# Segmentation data
···

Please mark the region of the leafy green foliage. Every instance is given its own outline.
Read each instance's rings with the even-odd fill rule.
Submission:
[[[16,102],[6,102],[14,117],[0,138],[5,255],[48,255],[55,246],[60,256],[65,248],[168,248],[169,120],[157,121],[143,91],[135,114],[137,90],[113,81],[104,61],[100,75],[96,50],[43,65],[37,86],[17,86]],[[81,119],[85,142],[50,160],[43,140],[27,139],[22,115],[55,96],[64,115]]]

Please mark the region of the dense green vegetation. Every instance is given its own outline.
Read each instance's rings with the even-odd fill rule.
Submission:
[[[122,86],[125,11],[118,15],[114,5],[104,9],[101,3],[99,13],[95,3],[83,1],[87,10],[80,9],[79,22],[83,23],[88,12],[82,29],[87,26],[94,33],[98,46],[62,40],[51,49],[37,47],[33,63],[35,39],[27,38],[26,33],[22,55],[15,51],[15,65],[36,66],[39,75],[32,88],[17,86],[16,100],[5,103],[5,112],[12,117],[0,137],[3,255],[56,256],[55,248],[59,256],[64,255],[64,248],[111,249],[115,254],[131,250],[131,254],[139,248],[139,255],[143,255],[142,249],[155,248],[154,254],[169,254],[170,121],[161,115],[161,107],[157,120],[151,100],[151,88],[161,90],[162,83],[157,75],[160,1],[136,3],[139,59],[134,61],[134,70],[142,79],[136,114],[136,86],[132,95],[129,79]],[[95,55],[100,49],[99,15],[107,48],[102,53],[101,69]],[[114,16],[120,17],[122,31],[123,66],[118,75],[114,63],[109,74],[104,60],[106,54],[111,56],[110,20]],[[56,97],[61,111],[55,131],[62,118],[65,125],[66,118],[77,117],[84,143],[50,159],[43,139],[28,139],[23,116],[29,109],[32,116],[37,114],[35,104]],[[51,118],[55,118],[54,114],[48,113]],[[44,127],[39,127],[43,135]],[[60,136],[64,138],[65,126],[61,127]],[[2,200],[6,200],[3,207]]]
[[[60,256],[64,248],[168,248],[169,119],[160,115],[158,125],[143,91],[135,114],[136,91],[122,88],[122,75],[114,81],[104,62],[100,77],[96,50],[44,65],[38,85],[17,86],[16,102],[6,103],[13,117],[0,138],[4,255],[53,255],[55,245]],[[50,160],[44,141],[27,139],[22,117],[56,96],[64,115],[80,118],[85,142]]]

···

Pick out each line above that contains the string "instance".

Please mark the region of the leafy green foliage. Every instance is given its own outline.
Read each instance's rings with the even-odd fill rule.
Please mark the region of the dense green vegetation. Every instance is given its own outline.
Read each instance's rings with the even-odd fill rule.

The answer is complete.